■ **What you will do**: Rewrite every line of the data below, requests included, and scale each x and y coordinate in the answers by 1.3, rounding to whole numbers with halves going up. Leave the pictures out of your answer.

■ **Input rows**:

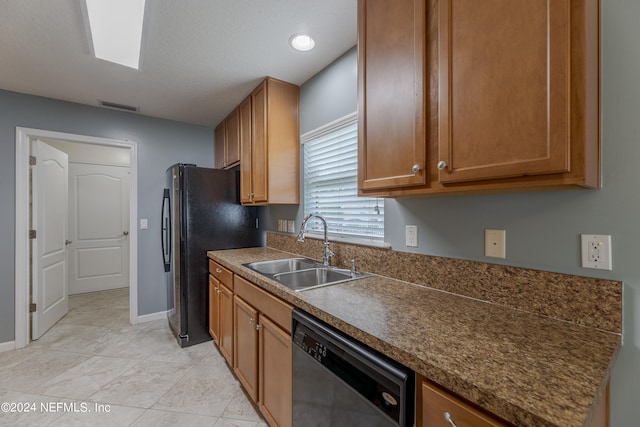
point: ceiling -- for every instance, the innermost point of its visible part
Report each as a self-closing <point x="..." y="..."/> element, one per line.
<point x="200" y="57"/>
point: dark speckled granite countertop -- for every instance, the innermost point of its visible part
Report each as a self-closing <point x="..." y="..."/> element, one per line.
<point x="529" y="369"/>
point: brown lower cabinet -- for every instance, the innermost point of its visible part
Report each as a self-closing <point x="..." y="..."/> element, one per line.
<point x="221" y="309"/>
<point x="262" y="350"/>
<point x="442" y="409"/>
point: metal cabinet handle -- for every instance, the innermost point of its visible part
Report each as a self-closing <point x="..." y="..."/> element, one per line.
<point x="449" y="419"/>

■ **Task answer**:
point: ceiling -- for every instance, the innermost point of its visible part
Report each as a self-closing <point x="..." y="..."/> element, one per line.
<point x="260" y="74"/>
point: dark speckled granite countertop -- for every instance, the innermost point of its visible part
Report each as a self-closing <point x="..." y="..."/> element, one per line.
<point x="688" y="480"/>
point: brown lower cabinet -- for every instance, the innermost point of its visible part
Report each as a self-closing <point x="..." y="..."/> element, one per line.
<point x="287" y="402"/>
<point x="341" y="455"/>
<point x="575" y="532"/>
point: metal cabinet handle -- for every instance, the innermost point of its visible part
Report each as a self-closing <point x="..." y="..."/> element, one per line.
<point x="584" y="545"/>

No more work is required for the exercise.